▸ **ABOUT THIS TASK**
Return all lines of the records that contain the word "here".

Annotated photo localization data

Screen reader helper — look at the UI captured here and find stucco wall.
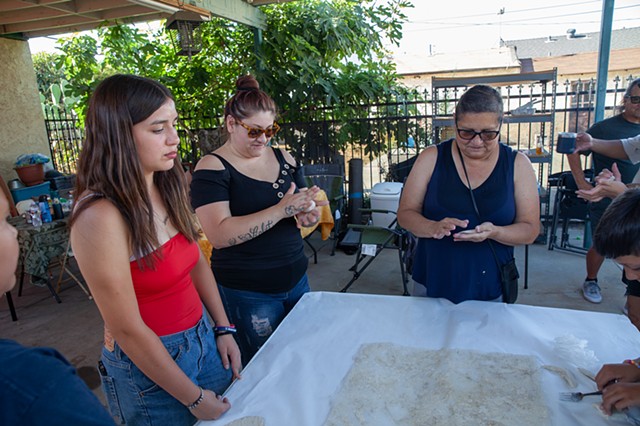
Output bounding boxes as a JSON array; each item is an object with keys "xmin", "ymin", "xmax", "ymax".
[{"xmin": 0, "ymin": 38, "xmax": 49, "ymax": 184}]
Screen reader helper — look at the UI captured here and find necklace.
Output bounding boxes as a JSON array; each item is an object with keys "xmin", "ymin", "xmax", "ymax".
[{"xmin": 154, "ymin": 211, "xmax": 169, "ymax": 226}]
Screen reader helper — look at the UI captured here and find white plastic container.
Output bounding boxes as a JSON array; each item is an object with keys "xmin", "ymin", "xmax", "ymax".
[{"xmin": 370, "ymin": 182, "xmax": 403, "ymax": 228}]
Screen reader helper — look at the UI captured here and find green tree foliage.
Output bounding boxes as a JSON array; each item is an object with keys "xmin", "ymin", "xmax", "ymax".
[
  {"xmin": 33, "ymin": 51, "xmax": 80, "ymax": 117},
  {"xmin": 258, "ymin": 0, "xmax": 408, "ymax": 109},
  {"xmin": 53, "ymin": 19, "xmax": 251, "ymax": 123},
  {"xmin": 33, "ymin": 52, "xmax": 65, "ymax": 96},
  {"xmin": 38, "ymin": 0, "xmax": 414, "ymax": 155},
  {"xmin": 257, "ymin": 0, "xmax": 413, "ymax": 155}
]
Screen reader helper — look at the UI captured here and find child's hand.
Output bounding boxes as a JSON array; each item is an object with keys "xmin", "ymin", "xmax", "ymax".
[
  {"xmin": 596, "ymin": 363, "xmax": 640, "ymax": 390},
  {"xmin": 601, "ymin": 382, "xmax": 640, "ymax": 415}
]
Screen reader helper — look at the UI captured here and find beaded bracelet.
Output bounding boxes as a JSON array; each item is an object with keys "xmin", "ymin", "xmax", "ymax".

▸ **SOLUTION FOR THIS PROBLEM**
Screen reader helper — look at the UI captured here and find stucco wall.
Screen reader helper — look at the UI captured here and find necklace.
Screen reader helper — look at the UI captured here and find white plastic container.
Screen reader helper — look at the UI captured here and find green tree foliage.
Screen reader helper — look at the UI captured here and find child's hand.
Screen reader helper — look at the UI captured here and find beaded bracelet.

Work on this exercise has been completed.